Texte fourni ▸
§ §

Pendant 18 mois, les équipes de recherche ont mené de vastes consultations avec les communautés autochtones. Des Aînés, des parents, des jeunes et des enfants ont fait part de leur savoir et de leur point de vue, ce qui a permis de cerner les priorités en santé des communautés autochtones, d’orienter les futures activités de recherche et d’établir plusieurs objectifs et programmes de recherche. Les équipes s’emploient actuellement à prévenir les maladies cardiométaboliques et les maladies non transmissibles, comme les problèmes de santé mentale, lesquelles touchent de façon disproportionnée les Autochtones. Chaque équipe adopte une approche communautaire distincte visant à mettre en place des programmes de santé locaux grâce à la recherche.

À titre d’exemples, le Cercle de guérison et de soutien pour les mères de Maskwacîs et le programme Deadly Dads (où « Deadly » est un terme d’affection qui signifie « génial »), aident les parents autochtones à se rapprocher de leur famille et de leur culture. Le programme encourage les pères autochtones à occuper une plus grande place dans la vie de leurs enfants en participant à des activités culturelles, à des discussions de groupe et à des activités communautaires mettant à l’avant-plan leur rôle et leur parcours. Le programme Aunties Within Reach (en anglais seulement) à Wood Buffalo offre par ailleurs aux familles faisant appel à une sage-femme autochtone (aussi appelée « auntie » en anglais) du soutien lors de la grossesse, de l’accouchement et de la petite enfance. Enfin, les programmes « Mother Support Workers » et « Healthy Babies » offrent aux mères et aux familles autochtones des services adaptés aux cultures sur l’Île de Vancouver. Tous les programmes des équipes de recherche visent à renforcer les compétences parentales, les réseaux de soutien et l’appartenance culturelle.

§ §

Votre travail ▸
(1) Répondez à ces questions sur le texte consacré aux programmes de santé autochtones :
(a) Combien de temps les équipes de recherche ont-elles consulté les communautés autochtones ?
(b) Que signifie le mot « Deadly » dans le nom du programme Deadly Dads ?
(c) Où les programmes « Mother Support Workers » et « Healthy Babies » sont-ils offerts ?
(2) Pouvez-vous poursuivre le texte consacré aux programmes de santé autochtones à partir de sa dernière phrase ?

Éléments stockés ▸
§ §

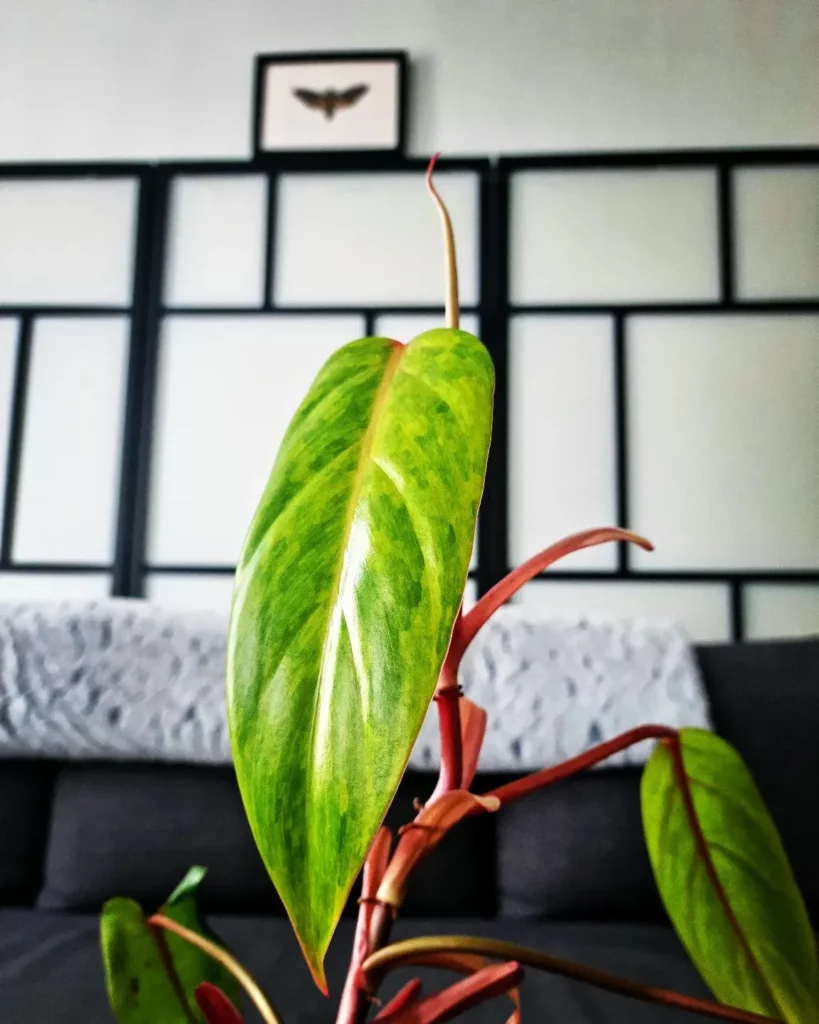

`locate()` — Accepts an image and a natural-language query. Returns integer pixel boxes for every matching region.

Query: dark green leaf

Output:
[100,867,240,1024]
[228,329,493,986]
[642,729,819,1024]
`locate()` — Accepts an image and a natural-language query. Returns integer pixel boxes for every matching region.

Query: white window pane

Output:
[0,317,19,522]
[376,313,480,342]
[509,316,616,569]
[273,171,478,306]
[145,572,233,617]
[734,167,819,299]
[516,580,731,642]
[165,174,267,306]
[745,584,819,640]
[510,170,719,303]
[0,572,111,601]
[14,316,128,562]
[0,179,136,305]
[628,315,819,569]
[148,315,363,565]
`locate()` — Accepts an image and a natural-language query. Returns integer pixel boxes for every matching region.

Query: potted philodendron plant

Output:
[101,160,819,1024]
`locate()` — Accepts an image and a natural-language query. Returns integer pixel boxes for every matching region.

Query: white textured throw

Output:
[0,599,709,771]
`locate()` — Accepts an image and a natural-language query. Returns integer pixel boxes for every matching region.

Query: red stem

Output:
[483,725,677,804]
[364,935,774,1024]
[429,684,464,803]
[336,827,392,1024]
[447,526,653,670]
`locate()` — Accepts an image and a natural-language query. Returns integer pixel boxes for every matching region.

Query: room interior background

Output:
[0,0,819,639]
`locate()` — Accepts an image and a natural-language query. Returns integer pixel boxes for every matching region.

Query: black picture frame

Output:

§ §

Réponses ▸
(1)
(a) Pendant 18 mois.
(b) C'est un terme d'affection qui signifie « génial ».
(c) Sur l'Île de Vancouver.

(2)
« Par le passé, le diabète, les maladies cardiaques et les problèmes de santé mentale n’étaient pas des sujets de préoccupation dans nos communautés, affirme Lynnette Lucas. Alors en quoi notre savoir traditionnel nous protégeait-il contre ces affections? Nous cherchons donc à établir des programmes de santé en fonction des connaissances que nous possédons déjà et à inciter la population à y participer activement. »

Ce qui motive les équipes de recherche de l’Université de l’Alberta et de l’Université Simon-Fraser à contribuer à cette étude à long terme, ce sont les progrès réalisés pour rétablir des systèmes familiaux sains et former des équipes de professionnels qualifiés dans chaque communauté. « Lorsque le projet prendra fin, nous souhaitons que les communautés aient en main des stratégies et des données à l’appui du développement sain des enfants, souligne Lynnette Lucas. Notre objectif est de mettre en place un processus durable qui reconnaît réellement, valorise et prend en considération le savoir traditionnel de chaque communauté. »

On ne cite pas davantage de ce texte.